SET EXERCISE: Copy out the records below line for line, keeping every character as it is. Leave out the pictures.
━━ STORED RECORDS ━━
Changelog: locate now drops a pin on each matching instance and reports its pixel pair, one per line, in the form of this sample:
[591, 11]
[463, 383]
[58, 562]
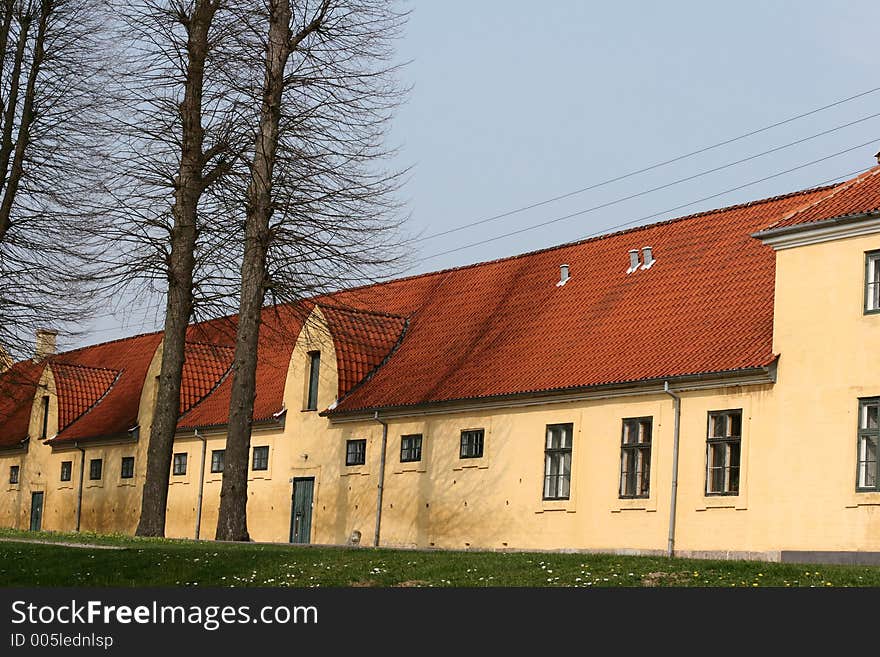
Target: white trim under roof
[827, 230]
━━━
EXERCISE OUTPUT:
Changelog: locate now drops a pin on each matching instance and reports its pixel pair, one per line, in the form of this sample:
[591, 11]
[463, 383]
[58, 562]
Target: white trim under roof
[827, 230]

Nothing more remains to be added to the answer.